“Passados vinte anos (2012), nenhuma autoridade competente foi capaz de atribuir responsabilidades pelo Massacre do Carandiru. Apesar de diversos esforços da sociedade civil, os processos de responsabilização disciplinar, criminal, civil e internacional iniciados após o massacre foram interrompidos ou permanecem sem conclusão. No Brasil, os órgãos do sistema de justiça nem sequer chegaram a declarar formalmente que o episódio que levou (pelo menos) 111 cidadãos sob a custódia do Estado à morte se tratou de um massacre. Essa declaração veio apenas da Comissão Interamericana de Direitos Humanos da OEA. A documentação produzida por nosso sistema de justiça continua referindo-se aos eventos do dia 2 de outubro de 1992 como “rebelião” ou “motim” do Pavilhão 9 daquela casa de detenção.” (“Massacre do Carandiru: vinte anos sem responsabilização”).
O Carandiru na década de 1980
Doze anos depois, a constatação acima segue válida. A 4ª Câmara de Direito Criminal do Tribunal de Justiça de São Paulo acaba de anular as condenações dos 74 policiais militares que permanecem como réus (alguns já faleceram) dos processos que julgam o que ficou conhecido como Massacre do Carandiru, e que prescreverá definitivamente em 2026.
Para os 25 desembargadores que compõe o colegiado, os processos não conseguiram determinar quais crimes foram cometidos por cada um dos réus. Para o relator do caso, o desembargador Ivan Sartori, os policiais militares agiram em legítima defesa e seguiam ordens de seus superiores hierárquicos. O colegiado também considerou válido o indulto de Natal concedido pelo ex-presidente Jair Bolsonaro em 2022, dias antes de seu mandato chegar ao fim, beneficiando agentes de segurança condenados por crimes cometidos há mais de 30 anos.

### [REGISTROS BRUTOS]
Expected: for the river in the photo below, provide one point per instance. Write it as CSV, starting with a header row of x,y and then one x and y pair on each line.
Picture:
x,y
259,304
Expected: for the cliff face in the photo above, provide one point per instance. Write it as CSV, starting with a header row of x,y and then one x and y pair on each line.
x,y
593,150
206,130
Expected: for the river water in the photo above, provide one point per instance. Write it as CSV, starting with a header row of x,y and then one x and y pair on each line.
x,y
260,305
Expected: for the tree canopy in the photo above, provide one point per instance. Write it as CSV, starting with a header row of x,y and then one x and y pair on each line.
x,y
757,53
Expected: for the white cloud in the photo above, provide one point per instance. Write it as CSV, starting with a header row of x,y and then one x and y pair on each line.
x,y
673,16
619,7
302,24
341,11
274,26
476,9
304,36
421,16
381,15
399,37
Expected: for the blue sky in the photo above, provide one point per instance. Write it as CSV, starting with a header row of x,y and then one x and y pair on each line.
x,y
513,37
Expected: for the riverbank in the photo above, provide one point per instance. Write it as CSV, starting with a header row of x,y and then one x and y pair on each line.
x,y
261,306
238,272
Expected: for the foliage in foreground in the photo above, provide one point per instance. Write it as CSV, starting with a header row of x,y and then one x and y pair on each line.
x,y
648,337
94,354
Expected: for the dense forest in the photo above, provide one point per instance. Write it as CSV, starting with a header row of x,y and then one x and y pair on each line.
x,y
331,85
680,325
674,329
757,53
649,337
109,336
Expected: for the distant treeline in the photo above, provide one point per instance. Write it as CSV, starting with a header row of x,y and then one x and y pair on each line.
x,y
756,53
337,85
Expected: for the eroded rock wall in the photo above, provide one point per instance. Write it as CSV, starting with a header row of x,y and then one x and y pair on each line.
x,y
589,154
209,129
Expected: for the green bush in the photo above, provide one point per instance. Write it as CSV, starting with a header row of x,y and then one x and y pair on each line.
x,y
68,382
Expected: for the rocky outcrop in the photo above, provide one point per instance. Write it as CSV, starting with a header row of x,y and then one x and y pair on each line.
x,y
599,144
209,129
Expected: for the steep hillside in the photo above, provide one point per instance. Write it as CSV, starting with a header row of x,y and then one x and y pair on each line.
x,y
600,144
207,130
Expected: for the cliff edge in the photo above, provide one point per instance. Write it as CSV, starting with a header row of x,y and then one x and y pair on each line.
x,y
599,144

### [OBJETIVO A]
Liste os tipos de processo de responsabilização que, segundo o texto sobre o Massacre do Carandiru, foram iniciados após o massacre.
### [OBJETIVO B]
Transcreva do texto sobre o Massacre do Carandiru o trecho que começa em "O Carandiru na" e termina em "definitivamente em 2026.".
Os registros não são necessários para esta atividade.

### [RESPOSTA ESCRITA A]
- Disciplinar
- Criminal
- Civil
- Internacional

### [RESPOSTA ESCRITA B]
O Carandiru na década de 1980
Doze anos depois, a constatação acima segue válida. A 4ª Câmara de Direito Criminal do Tribunal de Justiça de São Paulo acaba de anular as condenações dos 74 policiais militares que permanecem como réus (alguns já faleceram) dos processos que julgam o que ficou conhecido como Massacre do Carandiru, e que prescreverá definitivamente em 2026.